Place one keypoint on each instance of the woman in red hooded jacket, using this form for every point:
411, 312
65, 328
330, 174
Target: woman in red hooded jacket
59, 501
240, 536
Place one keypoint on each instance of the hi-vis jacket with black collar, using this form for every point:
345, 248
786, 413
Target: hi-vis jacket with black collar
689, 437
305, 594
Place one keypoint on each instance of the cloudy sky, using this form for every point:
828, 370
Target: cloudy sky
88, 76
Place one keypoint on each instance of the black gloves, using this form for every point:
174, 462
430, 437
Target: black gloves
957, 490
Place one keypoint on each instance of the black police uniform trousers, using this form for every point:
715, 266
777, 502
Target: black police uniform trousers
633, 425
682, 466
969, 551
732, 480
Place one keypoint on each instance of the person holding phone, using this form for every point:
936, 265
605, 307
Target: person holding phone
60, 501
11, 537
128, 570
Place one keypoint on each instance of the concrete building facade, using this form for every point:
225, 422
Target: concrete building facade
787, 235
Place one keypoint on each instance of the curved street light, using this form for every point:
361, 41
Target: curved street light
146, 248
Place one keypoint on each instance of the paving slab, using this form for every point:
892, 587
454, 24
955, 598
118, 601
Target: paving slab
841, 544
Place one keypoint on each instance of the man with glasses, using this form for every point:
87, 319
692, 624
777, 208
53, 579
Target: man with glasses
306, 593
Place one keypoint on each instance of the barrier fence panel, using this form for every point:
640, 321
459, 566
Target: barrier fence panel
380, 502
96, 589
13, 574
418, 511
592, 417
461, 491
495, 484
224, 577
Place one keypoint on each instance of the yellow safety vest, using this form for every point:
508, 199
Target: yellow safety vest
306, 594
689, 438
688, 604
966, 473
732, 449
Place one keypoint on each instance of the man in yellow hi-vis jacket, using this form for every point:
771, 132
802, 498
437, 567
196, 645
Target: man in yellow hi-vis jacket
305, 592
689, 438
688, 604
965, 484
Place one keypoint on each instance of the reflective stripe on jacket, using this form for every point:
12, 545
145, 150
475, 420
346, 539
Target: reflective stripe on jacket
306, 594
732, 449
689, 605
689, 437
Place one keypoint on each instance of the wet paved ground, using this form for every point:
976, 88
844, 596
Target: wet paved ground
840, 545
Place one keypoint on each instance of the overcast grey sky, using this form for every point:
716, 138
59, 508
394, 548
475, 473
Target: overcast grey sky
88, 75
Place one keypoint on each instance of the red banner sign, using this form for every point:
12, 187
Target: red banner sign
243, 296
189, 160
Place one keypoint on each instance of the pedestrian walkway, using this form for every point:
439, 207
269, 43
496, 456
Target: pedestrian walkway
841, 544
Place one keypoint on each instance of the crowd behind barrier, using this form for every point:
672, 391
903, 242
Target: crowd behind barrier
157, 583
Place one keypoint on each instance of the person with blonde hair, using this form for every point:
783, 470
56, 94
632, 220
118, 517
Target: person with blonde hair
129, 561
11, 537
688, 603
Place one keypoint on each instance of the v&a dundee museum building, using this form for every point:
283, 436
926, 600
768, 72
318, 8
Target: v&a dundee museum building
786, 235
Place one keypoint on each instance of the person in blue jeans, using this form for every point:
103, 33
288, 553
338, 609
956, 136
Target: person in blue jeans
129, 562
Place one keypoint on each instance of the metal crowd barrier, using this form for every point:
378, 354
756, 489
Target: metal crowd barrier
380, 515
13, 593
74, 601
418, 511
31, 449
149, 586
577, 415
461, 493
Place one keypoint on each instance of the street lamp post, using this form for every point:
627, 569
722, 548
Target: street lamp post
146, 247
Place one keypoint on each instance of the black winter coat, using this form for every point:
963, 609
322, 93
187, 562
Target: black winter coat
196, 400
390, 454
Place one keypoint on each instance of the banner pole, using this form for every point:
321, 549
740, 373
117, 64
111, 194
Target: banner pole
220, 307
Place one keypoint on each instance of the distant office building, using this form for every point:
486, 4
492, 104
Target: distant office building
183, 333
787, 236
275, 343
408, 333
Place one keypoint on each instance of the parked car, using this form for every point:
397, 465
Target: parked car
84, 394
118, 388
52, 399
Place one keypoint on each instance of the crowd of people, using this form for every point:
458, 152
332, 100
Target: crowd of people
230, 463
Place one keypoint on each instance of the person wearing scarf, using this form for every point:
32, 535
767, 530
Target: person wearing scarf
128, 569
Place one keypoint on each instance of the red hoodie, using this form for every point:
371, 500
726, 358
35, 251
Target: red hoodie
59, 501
_ _ _ _ _ _ _
### Job
Repeat exactly the lines from the one containing "Place one keypoint on each instance of the person in" through the last line of the records above, both included, and nothing else.

### Result
Place one keypoint on each instance of the person in blue jeans, using this form for every point:
103, 33
288, 553
338, 609
956, 136
Target: person in blue jeans
129, 562
Place one keypoint on each instance of the metal crowd barrier, using this form for every point:
378, 354
756, 489
Target: metal crowd barrier
380, 515
13, 593
74, 601
418, 511
31, 449
149, 586
577, 415
461, 493
Place one keypoint on each instance of the street lamp post, using this form for every point:
627, 569
722, 548
Target: street lamp post
146, 247
Place one keypoint on each instance of the black winter coat, using this form for every point:
963, 609
322, 93
187, 562
Target: black winter coat
196, 400
390, 454
Place one keypoint on each instance of the banner pole, using this form for every point:
321, 549
740, 373
117, 64
111, 194
Target: banner pole
220, 307
Place one keypoint on each instance of the distant office building, using this form for every point:
486, 4
492, 104
Target: distant office building
183, 333
787, 236
275, 343
408, 333
Place one keypoint on each instance of the parked car, using this form for every point:
397, 465
Target: parked car
84, 394
118, 388
52, 399
Place one keypoint on each instance of the crowd of people, using this form for every point:
458, 152
332, 100
Target: crowd of people
230, 463
Place one keypoint on each instance of the person wearing scarf, using this form for every point:
32, 535
767, 530
Target: person wearing scarf
128, 569
Place one keypoint on each instance of the red hoodie, using this form for every point:
371, 500
726, 358
35, 251
Target: red hoodie
59, 501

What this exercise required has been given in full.